→ Compito breve 1
Secondo il brano su Marie Kondo, dove si trova Marie Kondo oltre che in libreria?
→ Compito breve 2
Riscrivi il tratto del brano su Marie Kondo che va da "Now that the" fino a "they can donate.", mettendo "secondhand shops" al posto di "thrift stores".
→ Compito breve 3
Riassumi in forma più breve il paragrafo del brano su Marie Kondo che comincia con "Da un lato c’è Marie Kondo", conservandone i fatti principali.

→ Brano del documento
Sotto il vestito, Kondo

Da un lato c’è Marie Kondo. Avete presente, quella che dice che per mettere in ordine in realtà dovete buttare via tutto tranne che le tre o quattro cose che vi danno felicità, che poi per sistemarle ci mettete cinque minuti. Ecco, lei è su Netflix oltre che in libreria  (e se non mi viene l’ulcera ogni volta che la vedo poco ci manca: il pensiero magico del riordino… brrr) ma, al di là della considerazione che l’occidente sta prendendo le filosofie asiatiche sul riordino nella versione del misticismo finto-zen “metti la cera, togli la cera” di Karate Kid, è anche vero che a quanto pare in California ed altre parti degli Usa i mercatini delle pulci e i robivecchi non sono mai stati così strapieni di cose.

Now that the entire world seems to know about Kondo’s “only keep things that spark joy” method, Bay Area thrift stores are struggling to deal with the amount of un-joyful donations they have received. One such store, the Hospice Thrift Shoppe, has begun limiting when people can drop off items, as well as how much they can donate.

Più che effetto Marie Kondo, è l’idea che si possa vivere leggeri. Come dice un meme attribuito al Buddha: “Se vuoi volare rinuncia a tutto ciò che ti pesa”.

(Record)
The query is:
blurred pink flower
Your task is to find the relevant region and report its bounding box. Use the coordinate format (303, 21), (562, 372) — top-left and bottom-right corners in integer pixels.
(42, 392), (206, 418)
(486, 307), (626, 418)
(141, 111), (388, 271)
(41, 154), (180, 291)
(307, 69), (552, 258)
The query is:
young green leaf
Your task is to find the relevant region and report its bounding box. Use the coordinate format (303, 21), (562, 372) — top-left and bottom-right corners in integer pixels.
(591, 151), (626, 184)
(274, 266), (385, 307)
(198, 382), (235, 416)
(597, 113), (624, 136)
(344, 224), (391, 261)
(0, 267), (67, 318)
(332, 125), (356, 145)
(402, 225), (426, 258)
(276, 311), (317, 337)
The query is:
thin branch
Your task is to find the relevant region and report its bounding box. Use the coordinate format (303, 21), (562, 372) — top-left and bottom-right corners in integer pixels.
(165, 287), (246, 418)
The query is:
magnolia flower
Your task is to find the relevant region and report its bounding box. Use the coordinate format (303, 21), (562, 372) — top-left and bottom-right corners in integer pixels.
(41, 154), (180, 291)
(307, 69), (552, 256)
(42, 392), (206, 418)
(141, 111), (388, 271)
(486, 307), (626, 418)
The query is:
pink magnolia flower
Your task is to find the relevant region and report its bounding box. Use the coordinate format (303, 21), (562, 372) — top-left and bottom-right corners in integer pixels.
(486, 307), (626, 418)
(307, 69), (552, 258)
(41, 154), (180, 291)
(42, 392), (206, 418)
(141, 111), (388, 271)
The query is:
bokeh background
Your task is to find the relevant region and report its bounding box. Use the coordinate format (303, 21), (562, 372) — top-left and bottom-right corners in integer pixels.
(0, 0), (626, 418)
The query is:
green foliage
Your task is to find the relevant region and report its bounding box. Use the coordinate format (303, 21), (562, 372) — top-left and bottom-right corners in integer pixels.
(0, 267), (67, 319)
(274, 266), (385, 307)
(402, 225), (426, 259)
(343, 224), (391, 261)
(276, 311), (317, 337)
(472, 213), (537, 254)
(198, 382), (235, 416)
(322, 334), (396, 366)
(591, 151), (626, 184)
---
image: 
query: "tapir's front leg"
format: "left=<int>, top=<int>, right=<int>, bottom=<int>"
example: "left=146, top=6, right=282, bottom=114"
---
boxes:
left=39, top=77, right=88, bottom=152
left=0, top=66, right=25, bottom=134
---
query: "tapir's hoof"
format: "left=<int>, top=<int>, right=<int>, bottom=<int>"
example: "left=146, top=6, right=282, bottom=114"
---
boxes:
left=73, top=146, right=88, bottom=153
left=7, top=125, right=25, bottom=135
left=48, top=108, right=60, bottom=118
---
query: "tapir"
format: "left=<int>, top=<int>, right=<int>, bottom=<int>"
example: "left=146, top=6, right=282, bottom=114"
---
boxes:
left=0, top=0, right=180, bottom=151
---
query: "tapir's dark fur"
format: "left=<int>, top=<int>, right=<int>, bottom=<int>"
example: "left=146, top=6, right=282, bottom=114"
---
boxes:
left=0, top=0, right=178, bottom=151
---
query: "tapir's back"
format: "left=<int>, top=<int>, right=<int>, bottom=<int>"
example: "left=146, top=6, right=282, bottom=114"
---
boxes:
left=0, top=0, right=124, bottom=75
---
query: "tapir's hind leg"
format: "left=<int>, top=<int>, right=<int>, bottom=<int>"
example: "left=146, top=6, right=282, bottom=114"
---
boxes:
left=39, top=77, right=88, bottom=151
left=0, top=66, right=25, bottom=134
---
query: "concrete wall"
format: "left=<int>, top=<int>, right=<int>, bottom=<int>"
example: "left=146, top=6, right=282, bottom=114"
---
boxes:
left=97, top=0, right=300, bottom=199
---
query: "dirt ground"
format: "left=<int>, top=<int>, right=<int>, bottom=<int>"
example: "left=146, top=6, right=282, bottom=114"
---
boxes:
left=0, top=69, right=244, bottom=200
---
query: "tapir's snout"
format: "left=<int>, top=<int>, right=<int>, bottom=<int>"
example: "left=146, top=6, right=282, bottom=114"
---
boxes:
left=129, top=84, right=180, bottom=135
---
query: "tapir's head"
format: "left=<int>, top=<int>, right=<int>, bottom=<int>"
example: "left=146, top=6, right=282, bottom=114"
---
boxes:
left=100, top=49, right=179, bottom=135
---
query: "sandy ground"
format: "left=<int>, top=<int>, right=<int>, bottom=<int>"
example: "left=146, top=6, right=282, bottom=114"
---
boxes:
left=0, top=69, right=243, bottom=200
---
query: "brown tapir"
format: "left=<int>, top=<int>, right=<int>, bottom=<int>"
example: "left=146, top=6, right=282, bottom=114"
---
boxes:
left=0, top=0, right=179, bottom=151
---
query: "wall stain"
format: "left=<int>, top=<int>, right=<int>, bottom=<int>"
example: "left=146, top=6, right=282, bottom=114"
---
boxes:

→ Soluzione completa 1
Su Netflix.

→ Soluzione completa 2
Now that the entire world seems to know about Kondo’s “only keep things that spark joy” method, Bay Area secondhand shops are struggling to deal with the amount of un-joyful donations they have received. One such store, the Hospice Thrift Shoppe, has begun limiting when people can drop off items, as well as how much they can donate.

→ Soluzione completa 3
Marie Kondo, presente su Netflix e in libreria, sostiene che per mettere in ordine bisogna buttare via tutto tranne le poche cose che danno felicità. Chi scrive la sopporta a fatica e osserva che l'Occidente adotta le filosofie asiatiche del riordino come un misticismo finto-zen alla Karate Kid. Intanto in California e in altre parti degli Usa i mercatini delle pulci e i robivecchi sono più pieni che mai.